▶ **Activity**
Apart from the images, the records below need to be copied exactly.
§
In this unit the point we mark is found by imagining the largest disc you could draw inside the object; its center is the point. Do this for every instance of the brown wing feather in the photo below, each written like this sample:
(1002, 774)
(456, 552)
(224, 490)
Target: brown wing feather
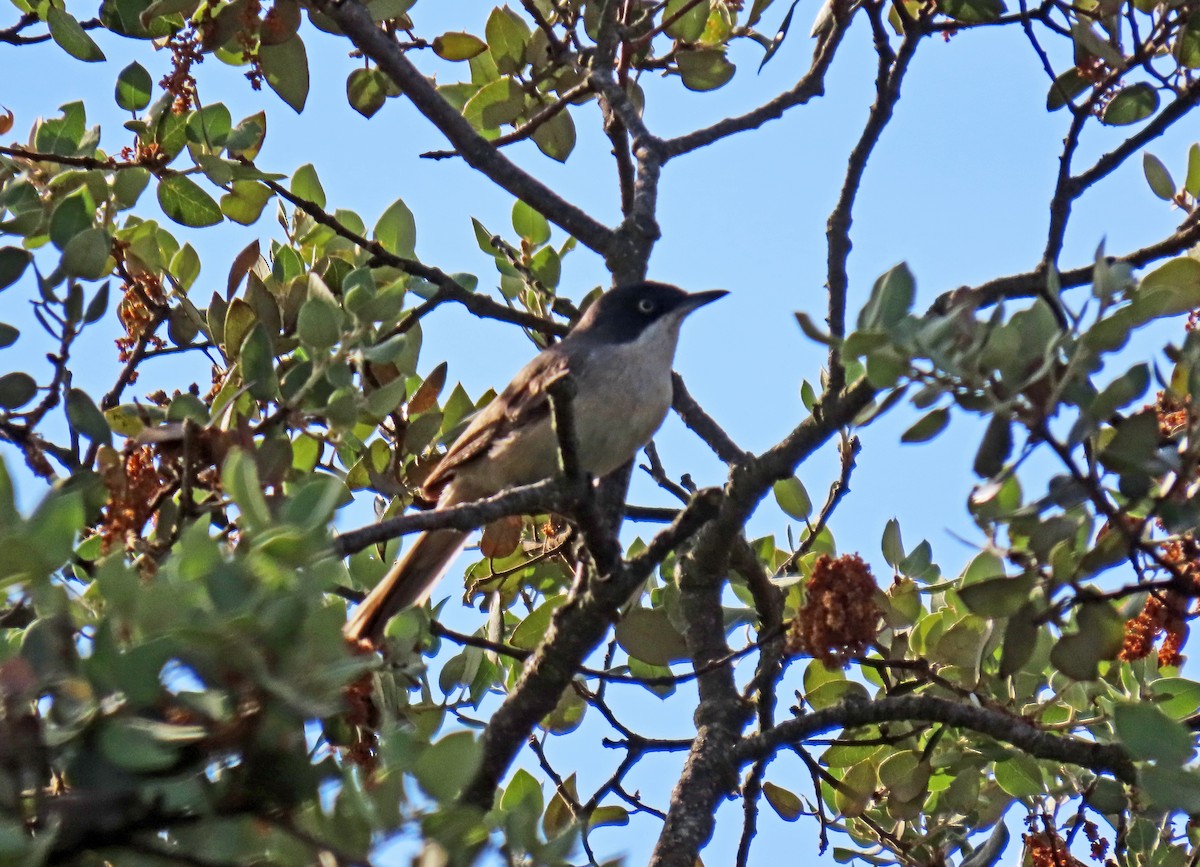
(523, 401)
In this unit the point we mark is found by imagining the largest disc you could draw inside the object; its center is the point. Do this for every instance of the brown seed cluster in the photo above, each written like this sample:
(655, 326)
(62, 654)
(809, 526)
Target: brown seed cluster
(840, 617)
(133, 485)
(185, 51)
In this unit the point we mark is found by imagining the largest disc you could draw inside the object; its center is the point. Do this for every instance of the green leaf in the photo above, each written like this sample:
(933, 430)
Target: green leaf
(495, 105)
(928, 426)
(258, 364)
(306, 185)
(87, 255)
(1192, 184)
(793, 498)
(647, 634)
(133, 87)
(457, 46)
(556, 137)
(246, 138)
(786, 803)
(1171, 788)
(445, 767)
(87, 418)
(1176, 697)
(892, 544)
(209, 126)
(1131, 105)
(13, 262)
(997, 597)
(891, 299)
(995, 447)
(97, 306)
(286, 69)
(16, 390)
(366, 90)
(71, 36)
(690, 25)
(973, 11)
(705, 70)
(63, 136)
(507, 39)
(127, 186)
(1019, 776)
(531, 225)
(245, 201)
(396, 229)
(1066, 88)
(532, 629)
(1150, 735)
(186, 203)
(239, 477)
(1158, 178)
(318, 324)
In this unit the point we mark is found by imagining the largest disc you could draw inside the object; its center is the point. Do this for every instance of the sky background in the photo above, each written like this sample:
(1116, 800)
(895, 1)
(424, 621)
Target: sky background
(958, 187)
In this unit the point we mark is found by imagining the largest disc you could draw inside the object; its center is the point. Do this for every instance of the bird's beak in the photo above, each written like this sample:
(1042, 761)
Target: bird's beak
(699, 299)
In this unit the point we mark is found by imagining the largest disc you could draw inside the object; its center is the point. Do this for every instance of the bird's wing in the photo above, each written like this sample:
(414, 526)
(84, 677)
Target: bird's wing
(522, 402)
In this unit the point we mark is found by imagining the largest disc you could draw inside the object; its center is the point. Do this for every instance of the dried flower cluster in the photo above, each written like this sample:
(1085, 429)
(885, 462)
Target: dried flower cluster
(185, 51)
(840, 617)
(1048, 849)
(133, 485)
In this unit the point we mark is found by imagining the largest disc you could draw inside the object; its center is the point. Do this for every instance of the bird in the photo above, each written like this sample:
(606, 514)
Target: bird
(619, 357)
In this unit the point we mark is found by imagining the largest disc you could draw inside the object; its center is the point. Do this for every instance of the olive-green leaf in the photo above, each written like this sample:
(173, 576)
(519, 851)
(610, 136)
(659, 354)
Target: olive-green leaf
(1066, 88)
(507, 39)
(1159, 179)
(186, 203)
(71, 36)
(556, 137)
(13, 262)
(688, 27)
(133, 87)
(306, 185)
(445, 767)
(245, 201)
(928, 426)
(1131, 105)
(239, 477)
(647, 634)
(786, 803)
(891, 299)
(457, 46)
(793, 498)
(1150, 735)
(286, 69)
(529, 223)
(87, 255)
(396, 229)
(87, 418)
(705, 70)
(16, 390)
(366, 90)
§
▶ **Expected answer**
In this unit the point we mark is found by imagining the largest disc you could draw inside the object; its center is the point. Do this for every instance of the brown wing feather in the photo below, each written like this sample:
(1002, 774)
(456, 552)
(224, 490)
Target: brown wing feather
(523, 401)
In this unit the point we mark is found by imagining the largest disc you could draw inside the object; its center is the point. Do this for every instance of the brown seed cluster in the photo above, each written like this sample:
(655, 326)
(62, 654)
(809, 526)
Target: brown seed cluster
(840, 617)
(133, 485)
(185, 51)
In this unit the point we mark is found by imagining the largest disc you could draw inside the object; its center is the point. Do this for every instance of the green leaf in the photo above, each written like this sample:
(933, 430)
Target: green leaf
(495, 105)
(928, 426)
(258, 364)
(306, 185)
(87, 255)
(1192, 184)
(793, 498)
(647, 634)
(133, 87)
(457, 46)
(556, 137)
(246, 138)
(786, 803)
(1171, 788)
(445, 767)
(87, 418)
(1176, 697)
(892, 544)
(209, 126)
(1131, 105)
(13, 262)
(997, 597)
(891, 299)
(995, 447)
(97, 306)
(286, 69)
(16, 390)
(366, 90)
(71, 36)
(690, 25)
(973, 11)
(705, 70)
(63, 136)
(507, 39)
(127, 186)
(1019, 776)
(531, 225)
(245, 201)
(396, 229)
(1066, 88)
(532, 629)
(1150, 735)
(186, 203)
(239, 477)
(1158, 178)
(318, 324)
In this unit the point we mark is found by imagining the largest disc you could draw inside the object; its center is the point. Do this for every instance of the sky background in the photo above, each written like this sample:
(1116, 800)
(895, 1)
(424, 621)
Target: sky background
(958, 187)
In this unit the point we mark is found by imagining the largest disc you could draw inside the object; its center is the point. Do this for every instance of the bird's beak in the photo above, each written like this sample:
(1042, 761)
Target: bird's beak
(699, 299)
In this unit the point we mark is found by imagining the largest disc you could draw inside the object; its center is the point. Do this for every instance of the bird's wing in the photo above, each written like this sample:
(414, 526)
(84, 677)
Target: bird's wing
(522, 402)
In this unit the point we mark is found by imagining the largest disc you could draw inside the object; its center is the point. Do this for every instance of the dried flower cluster in the photo above, each written like this sample:
(1085, 429)
(885, 462)
Target: dried flower cluster
(185, 51)
(840, 617)
(1048, 849)
(133, 485)
In this unit the point we mark is found by imagining the largest disc you could draw inside the object; its center is the point. Do this for every instance of the bird in the photo above, each written like this sample:
(606, 514)
Target: bird
(619, 357)
In this unit the point we mark is found by imagining the largest disc you could draw inside the object; its center is the point. Do this for every instance of the olive-green leaf in the photo above, each written like this sample:
(173, 576)
(519, 851)
(610, 136)
(659, 354)
Target: olive-green leaf
(1066, 88)
(507, 39)
(1159, 179)
(186, 203)
(71, 36)
(556, 137)
(13, 262)
(688, 27)
(133, 87)
(306, 185)
(445, 767)
(245, 201)
(928, 426)
(1131, 105)
(239, 477)
(647, 634)
(786, 803)
(891, 299)
(457, 46)
(793, 498)
(1150, 735)
(286, 69)
(529, 223)
(87, 255)
(396, 229)
(87, 418)
(705, 70)
(16, 390)
(366, 90)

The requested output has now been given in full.